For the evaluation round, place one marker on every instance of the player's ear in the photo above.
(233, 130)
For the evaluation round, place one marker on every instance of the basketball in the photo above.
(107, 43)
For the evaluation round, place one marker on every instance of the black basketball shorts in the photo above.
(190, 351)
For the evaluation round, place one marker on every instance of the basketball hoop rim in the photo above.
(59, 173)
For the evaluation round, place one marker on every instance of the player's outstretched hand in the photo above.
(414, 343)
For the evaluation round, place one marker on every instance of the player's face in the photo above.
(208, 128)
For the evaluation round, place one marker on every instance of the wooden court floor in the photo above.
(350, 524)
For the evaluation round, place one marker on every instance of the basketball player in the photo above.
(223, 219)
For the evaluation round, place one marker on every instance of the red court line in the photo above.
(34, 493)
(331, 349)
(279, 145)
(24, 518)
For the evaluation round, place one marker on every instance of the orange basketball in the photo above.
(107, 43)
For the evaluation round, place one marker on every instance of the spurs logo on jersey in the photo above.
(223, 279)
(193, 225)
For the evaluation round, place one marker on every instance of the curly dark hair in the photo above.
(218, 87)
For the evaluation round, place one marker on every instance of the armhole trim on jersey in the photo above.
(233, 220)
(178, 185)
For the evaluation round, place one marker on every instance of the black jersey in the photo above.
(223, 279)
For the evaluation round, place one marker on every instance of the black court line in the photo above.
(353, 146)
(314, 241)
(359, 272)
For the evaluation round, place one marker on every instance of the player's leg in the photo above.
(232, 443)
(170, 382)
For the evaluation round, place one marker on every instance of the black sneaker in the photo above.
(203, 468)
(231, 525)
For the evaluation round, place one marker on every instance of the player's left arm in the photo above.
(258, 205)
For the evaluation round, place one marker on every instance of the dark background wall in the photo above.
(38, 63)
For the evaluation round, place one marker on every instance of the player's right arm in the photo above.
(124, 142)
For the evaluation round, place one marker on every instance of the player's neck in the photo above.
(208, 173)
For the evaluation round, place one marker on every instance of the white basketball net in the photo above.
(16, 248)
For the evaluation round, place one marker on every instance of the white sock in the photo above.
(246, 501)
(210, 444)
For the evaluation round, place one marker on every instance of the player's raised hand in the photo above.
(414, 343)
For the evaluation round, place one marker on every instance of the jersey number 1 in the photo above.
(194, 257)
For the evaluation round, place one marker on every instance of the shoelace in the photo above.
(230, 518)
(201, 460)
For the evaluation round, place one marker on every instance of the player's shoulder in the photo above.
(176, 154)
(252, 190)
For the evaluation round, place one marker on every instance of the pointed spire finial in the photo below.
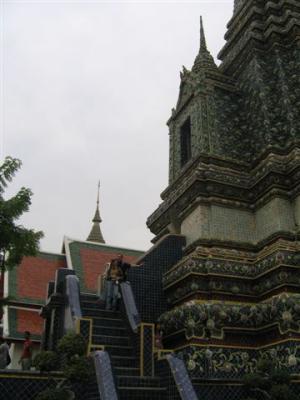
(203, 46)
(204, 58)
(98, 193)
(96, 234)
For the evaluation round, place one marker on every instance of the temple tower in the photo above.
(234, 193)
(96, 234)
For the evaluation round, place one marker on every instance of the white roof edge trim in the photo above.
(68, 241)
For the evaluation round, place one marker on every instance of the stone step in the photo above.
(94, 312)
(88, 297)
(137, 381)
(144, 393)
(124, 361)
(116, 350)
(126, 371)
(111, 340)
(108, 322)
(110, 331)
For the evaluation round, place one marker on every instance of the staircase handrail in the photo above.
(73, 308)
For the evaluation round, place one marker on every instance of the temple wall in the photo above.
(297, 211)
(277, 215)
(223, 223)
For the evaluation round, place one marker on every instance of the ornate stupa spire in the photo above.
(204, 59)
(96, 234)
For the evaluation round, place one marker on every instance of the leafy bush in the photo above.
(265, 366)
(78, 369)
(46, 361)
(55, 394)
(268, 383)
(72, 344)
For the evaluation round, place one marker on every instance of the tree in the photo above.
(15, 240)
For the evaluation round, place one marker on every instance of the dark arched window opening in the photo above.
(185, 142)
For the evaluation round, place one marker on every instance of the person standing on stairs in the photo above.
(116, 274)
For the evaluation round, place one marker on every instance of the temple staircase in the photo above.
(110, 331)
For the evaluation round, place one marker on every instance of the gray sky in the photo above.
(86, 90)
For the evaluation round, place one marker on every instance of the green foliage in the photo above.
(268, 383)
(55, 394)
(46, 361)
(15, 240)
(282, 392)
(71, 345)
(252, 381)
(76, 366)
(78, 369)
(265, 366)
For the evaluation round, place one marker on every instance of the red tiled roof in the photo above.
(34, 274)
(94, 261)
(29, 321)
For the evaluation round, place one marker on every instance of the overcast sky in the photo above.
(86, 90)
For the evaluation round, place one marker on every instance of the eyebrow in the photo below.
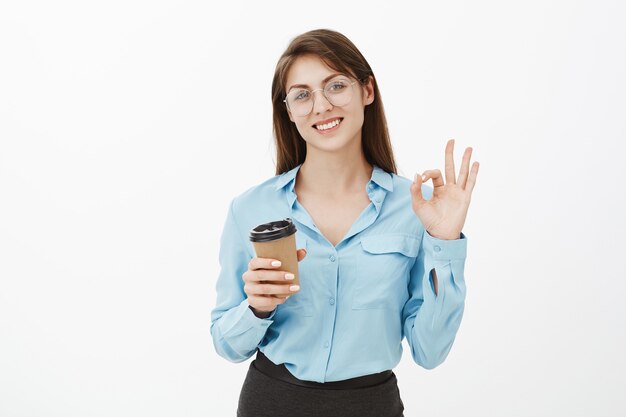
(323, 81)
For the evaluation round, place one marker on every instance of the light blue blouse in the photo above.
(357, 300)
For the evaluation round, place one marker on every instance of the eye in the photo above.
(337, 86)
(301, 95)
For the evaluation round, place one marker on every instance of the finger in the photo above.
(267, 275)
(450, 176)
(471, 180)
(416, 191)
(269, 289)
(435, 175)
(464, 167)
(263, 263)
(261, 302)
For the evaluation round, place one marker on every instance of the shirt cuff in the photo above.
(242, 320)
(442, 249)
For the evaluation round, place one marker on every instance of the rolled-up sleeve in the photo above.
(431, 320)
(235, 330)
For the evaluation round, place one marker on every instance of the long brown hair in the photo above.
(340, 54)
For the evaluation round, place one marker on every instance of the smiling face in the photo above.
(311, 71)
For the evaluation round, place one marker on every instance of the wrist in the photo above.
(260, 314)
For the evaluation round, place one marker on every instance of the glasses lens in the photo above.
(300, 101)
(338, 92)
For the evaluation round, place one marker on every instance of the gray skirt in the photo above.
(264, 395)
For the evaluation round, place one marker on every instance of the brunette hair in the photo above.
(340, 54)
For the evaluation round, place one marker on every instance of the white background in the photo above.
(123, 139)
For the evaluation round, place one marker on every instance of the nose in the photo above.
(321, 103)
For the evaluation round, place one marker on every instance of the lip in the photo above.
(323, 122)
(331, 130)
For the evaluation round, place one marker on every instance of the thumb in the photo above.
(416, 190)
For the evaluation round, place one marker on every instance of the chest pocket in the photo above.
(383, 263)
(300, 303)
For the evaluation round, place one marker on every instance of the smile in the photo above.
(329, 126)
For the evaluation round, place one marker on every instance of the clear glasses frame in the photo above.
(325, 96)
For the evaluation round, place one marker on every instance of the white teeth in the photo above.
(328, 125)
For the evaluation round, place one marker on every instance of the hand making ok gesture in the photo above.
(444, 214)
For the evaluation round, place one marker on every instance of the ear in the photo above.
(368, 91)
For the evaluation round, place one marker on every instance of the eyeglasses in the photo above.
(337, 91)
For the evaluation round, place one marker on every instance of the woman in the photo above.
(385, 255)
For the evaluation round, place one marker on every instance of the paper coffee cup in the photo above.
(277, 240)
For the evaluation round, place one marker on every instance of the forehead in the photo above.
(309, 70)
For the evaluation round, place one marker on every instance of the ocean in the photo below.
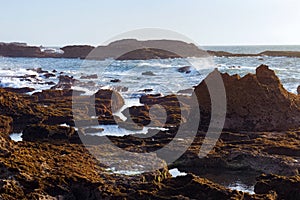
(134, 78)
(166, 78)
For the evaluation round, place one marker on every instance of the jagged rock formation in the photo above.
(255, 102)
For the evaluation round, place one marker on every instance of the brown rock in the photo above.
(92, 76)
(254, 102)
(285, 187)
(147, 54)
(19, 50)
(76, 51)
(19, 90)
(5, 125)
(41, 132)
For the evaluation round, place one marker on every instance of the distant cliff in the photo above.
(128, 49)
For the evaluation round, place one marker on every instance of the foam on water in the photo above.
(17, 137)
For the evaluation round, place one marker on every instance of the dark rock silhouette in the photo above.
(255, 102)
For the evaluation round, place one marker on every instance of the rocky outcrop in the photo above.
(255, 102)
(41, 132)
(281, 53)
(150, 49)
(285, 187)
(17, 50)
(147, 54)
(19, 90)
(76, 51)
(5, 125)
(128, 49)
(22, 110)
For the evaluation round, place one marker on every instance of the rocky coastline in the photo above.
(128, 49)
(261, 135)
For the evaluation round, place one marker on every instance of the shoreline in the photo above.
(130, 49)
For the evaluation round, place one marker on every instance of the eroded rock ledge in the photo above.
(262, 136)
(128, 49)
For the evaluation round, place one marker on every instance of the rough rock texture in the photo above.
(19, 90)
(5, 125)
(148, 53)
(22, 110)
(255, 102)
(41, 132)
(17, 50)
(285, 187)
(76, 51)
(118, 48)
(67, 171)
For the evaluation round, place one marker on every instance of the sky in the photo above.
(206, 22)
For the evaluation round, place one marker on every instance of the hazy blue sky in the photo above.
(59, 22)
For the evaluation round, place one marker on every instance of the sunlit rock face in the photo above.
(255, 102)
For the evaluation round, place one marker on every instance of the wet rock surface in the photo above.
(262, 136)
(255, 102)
□ □ □ □
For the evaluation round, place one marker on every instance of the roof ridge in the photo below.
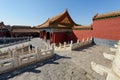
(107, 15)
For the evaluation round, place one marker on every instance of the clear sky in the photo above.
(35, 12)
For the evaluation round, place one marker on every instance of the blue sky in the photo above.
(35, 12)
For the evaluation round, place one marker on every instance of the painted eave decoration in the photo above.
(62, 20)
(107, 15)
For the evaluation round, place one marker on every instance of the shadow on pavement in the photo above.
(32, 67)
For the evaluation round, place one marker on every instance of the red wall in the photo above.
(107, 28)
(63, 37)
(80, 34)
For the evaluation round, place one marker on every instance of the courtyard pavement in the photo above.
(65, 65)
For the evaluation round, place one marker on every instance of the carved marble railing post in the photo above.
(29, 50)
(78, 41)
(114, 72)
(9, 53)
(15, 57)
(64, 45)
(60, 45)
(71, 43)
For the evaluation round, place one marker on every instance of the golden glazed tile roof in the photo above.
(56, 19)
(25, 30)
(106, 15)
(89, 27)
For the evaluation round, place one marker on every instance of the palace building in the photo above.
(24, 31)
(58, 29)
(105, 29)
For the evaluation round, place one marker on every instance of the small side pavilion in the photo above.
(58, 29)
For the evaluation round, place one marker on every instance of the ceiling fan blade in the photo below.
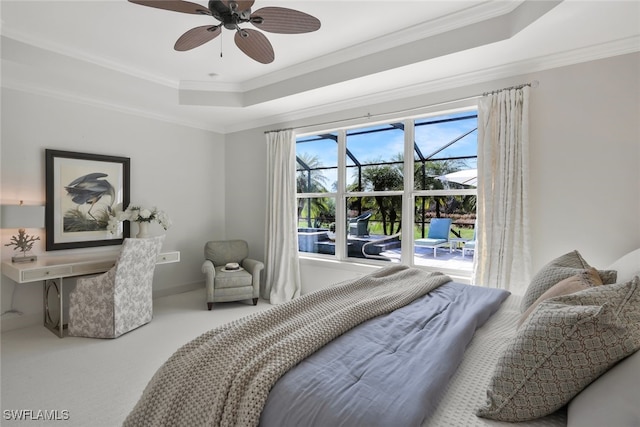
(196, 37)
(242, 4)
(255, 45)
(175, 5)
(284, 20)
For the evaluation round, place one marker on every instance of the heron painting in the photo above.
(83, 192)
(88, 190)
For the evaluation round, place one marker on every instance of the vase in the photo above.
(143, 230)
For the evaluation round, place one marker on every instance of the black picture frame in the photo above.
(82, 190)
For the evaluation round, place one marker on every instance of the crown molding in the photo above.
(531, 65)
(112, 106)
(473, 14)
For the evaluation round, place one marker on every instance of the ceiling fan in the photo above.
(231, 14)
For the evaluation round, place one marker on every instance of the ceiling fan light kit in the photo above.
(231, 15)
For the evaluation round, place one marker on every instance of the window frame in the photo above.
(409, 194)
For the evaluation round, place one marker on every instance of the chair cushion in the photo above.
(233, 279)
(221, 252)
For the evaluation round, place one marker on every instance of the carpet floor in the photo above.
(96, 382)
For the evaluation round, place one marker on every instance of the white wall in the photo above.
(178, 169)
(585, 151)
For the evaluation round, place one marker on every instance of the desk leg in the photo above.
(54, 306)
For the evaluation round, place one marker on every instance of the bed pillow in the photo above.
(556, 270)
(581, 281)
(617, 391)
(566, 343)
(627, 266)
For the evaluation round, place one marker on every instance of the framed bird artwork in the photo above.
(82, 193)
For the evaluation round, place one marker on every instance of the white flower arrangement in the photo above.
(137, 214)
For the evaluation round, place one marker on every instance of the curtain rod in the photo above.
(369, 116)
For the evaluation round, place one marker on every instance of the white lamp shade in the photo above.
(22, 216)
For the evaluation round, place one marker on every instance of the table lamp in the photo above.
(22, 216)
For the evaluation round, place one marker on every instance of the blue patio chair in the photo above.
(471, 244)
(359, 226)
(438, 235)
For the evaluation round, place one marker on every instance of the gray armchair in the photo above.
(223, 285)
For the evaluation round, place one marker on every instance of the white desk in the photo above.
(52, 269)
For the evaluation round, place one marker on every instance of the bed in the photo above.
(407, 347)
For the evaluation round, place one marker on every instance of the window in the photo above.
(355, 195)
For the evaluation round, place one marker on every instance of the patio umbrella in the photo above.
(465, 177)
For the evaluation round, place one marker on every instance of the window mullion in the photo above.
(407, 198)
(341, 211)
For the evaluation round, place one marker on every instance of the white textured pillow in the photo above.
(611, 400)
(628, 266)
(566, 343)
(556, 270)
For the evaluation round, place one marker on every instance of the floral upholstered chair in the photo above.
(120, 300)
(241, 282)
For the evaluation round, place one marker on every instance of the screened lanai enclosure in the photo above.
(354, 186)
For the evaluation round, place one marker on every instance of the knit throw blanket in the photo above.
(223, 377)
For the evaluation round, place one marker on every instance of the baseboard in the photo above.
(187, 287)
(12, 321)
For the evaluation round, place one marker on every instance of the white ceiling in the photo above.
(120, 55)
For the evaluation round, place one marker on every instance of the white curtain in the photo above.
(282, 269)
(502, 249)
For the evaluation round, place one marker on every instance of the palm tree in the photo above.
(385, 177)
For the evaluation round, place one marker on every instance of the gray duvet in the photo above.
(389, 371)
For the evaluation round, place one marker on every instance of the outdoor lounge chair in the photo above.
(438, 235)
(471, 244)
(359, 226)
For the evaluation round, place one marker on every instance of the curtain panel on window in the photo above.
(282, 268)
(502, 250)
□ □ □ □
> [What is required] How many lines in the listing above contain the string "background"? Case counts; give only the number.

> [Finished answer] 2